# Directive
Render each line of the material below as a row in a Markdown table, leaving out blank lines. Use two columns, Number and Line: Number counts the rows from 1, and Line holds the text.

● ● ●

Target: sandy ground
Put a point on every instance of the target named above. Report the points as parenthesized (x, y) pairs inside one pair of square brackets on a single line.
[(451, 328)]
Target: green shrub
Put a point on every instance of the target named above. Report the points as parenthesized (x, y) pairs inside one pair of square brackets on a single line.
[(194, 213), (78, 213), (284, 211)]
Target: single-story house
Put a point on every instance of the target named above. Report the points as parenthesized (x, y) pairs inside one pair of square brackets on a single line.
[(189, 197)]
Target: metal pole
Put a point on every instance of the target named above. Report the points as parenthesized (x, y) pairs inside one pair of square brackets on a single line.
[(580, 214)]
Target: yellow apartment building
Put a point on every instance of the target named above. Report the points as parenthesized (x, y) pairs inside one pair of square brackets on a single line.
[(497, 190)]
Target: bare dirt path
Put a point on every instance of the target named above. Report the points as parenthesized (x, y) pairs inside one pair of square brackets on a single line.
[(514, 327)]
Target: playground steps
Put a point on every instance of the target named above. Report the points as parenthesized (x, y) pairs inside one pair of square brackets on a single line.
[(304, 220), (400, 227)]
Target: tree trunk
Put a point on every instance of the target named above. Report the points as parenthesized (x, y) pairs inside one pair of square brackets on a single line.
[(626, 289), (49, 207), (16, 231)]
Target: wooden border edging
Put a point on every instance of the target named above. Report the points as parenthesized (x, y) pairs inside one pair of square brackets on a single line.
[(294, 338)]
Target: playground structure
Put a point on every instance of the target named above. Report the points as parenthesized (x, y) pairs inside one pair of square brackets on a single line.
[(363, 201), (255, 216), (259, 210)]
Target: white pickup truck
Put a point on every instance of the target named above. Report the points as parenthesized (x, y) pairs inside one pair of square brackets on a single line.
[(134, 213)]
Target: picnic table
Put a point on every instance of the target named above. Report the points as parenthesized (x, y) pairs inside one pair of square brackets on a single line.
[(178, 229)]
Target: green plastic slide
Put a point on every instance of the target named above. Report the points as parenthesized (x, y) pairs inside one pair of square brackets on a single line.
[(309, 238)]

● ● ●

# Expected answer
| Number | Line |
|---|---|
| 1 | Target: sandy ground |
| 2 | Put a point on every instance of the target named above. Report the points as parenthesized (x, y) pairs inside one pair of square brackets on a single line. |
| 3 | [(451, 328)] |
| 4 | Target: green shrub |
| 5 | Put a point on every instance of the target named above. Report the points as parenthesized (x, y) pairs inside one pair of square brackets on a single line. |
| 6 | [(194, 213), (78, 213), (284, 211)] |
| 7 | Target: single-story house |
| 8 | Put a point on every instance of the target named above. Report the points as parenthesized (x, y) pairs inside one pair of square brackets on a single line. |
| 9 | [(189, 197)] |
| 10 | Target: metal pole |
| 11 | Put a point on every instance of the target named above. Report the points as parenthesized (x, y) pairs inside one pair of square brackets on a single line. |
| 12 | [(580, 214)] |
| 13 | Target: yellow apartment building |
| 14 | Put a point on every instance of the target named above. Report the points as parenthesized (x, y) pairs inside one pair of square brackets on a single line. |
| 15 | [(497, 190)] |
| 16 | Target: bare dirt path |
| 17 | Put a point on every instance of the target named above. Report the points as parenthesized (x, y) pairs inside one pair of square brackets on a single line. |
| 18 | [(514, 327)] |
| 19 | Target: playground steps |
| 20 | Put a point on every instance of the target named above. Report the points as parenthesized (x, y) pairs inside one pair of square brackets on a single line. |
| 21 | [(304, 220), (400, 227)] |
| 22 | Target: tree trunk |
| 23 | Put a point on every instance of the target named above. Report the points as parenthesized (x, y) pairs inside one pair of square brackets on a single line. |
| 24 | [(626, 289), (49, 207), (16, 231)] |
| 25 | Target: wooden border edging |
| 26 | Put a point on every instance of the target named above. Report the points as parenthesized (x, y) pairs inside one pair of square brackets on a single line. |
| 27 | [(294, 338)] |
| 28 | Target: playground structure |
| 29 | Put a point on every instance of the target named above. Report the points as parenthesized (x, y) pairs inside one pair of square brackets on a single line. |
| 30 | [(363, 201), (255, 216), (259, 210)] |
| 31 | Target: white pickup truck |
| 32 | Put a point on every instance of the target named above. Report the points as parenthesized (x, y) pairs inside one pair of square brackets on a single line. |
| 33 | [(134, 213)] |
| 34 | Target: picnic table |
| 35 | Put a point on every instance of the target named above. Report the points as parenthesized (x, y) pairs inside one pair of square brackets on a single line. |
| 36 | [(178, 229)] |
| 37 | Target: green plastic slide |
| 38 | Put a point on every instance of the target named above. Report the points as parenthesized (x, y) pairs inside one pair of square brackets on a single line. |
| 39 | [(309, 238)] |